Work task: Continue the text on state telehealth laws and Medicaid reimbursement, picking up after its last bullet point.

-------- Text section --------

States alternate between using the term "telemedicine" or "telehealth," according to the Center for Connected Health Policy's State Telehealth Laws and Medicare Program Policies 2015 report.

In some states both terms are explicitly defined in law and/or policy and regulations. In some cases, "telehealth" is used to reflect a broader definition, while "telemedicine" is used mainly to define the delivery of clinical services. Additionally, some states put specific restrictions within the definition, such as excluding email, phone, and/or fax from the definition.

Here are 14 additional takeaways from the report.

• No two states are alike in how they define and regulate telehealth.
• While there are some similarities in language, noticeable differences exist.
• Although these differences are to be expected as each state defines its Medicaid policy parameters, it creates a confusing environment for telehealth participants, particularly when a healthcare system provides services in multiple states.
• Rhode Island and New Jersey are the only two states that lack legal definitions for both terms.
• Currently, 47 states and Washington, D.C.'s Medicaid programs reimburse for some form of telehealth in their public program. Iowa, Massachusetts and Rhode Island do not.
• Since July 2014, South Dakota is the only state to have removed reimbursement.

-------- Extracted data --------

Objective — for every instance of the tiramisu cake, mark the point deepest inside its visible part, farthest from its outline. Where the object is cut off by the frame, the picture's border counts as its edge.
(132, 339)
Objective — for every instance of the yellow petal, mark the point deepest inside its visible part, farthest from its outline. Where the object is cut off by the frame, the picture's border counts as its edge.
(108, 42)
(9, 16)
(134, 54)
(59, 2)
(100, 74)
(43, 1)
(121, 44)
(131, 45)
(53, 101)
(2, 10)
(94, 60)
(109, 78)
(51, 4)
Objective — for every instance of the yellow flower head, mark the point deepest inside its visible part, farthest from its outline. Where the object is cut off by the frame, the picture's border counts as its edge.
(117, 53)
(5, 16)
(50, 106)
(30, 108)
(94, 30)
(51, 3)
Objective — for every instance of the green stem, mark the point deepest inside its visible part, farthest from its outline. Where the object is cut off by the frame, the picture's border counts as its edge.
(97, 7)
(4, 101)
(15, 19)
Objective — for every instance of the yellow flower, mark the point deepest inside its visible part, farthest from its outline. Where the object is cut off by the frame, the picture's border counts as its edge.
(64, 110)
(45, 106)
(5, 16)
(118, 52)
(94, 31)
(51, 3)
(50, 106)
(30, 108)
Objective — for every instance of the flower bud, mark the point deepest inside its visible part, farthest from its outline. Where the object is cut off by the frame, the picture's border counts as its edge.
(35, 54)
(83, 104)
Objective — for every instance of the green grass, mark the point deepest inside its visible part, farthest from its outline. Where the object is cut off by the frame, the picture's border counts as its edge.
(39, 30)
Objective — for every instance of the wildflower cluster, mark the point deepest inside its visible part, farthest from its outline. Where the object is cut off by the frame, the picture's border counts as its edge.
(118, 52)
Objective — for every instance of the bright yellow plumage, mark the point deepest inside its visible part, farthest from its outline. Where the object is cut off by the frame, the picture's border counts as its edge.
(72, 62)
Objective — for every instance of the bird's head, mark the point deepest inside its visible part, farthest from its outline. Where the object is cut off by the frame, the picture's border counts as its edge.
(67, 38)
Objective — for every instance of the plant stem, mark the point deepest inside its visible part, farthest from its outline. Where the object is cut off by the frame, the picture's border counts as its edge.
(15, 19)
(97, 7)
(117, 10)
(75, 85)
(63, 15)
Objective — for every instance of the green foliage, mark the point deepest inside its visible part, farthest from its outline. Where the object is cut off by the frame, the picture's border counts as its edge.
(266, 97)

--------

Output of the task:
• Store-and-forward practices, which refer to the use of computer-based communication between provider and patient that do not take place in real time, are only defined in a handful of state Medicaid programs.
• Only 16 states have some form of reimbursement for remote patient monitoring in their programs.
• Email, phone and fax are rarely acceptable forms of care delivery unless they are in conjunction with another type of system.
• Twenty-nine states include some form of consent requirement in their policies.
• Eight state medical boards issue special licenses or certificates related to telehealth.
• Most states considering using an internet or online questionnaire as inadequate to establish a patient-provider relationship.
• Currently, 29 jurisdictions have laws that govern private payer telehealth reimbursement policies.
• In the 2015 legislative session, 42 states have introduced more than 200 telehealth-related pieces of legislation.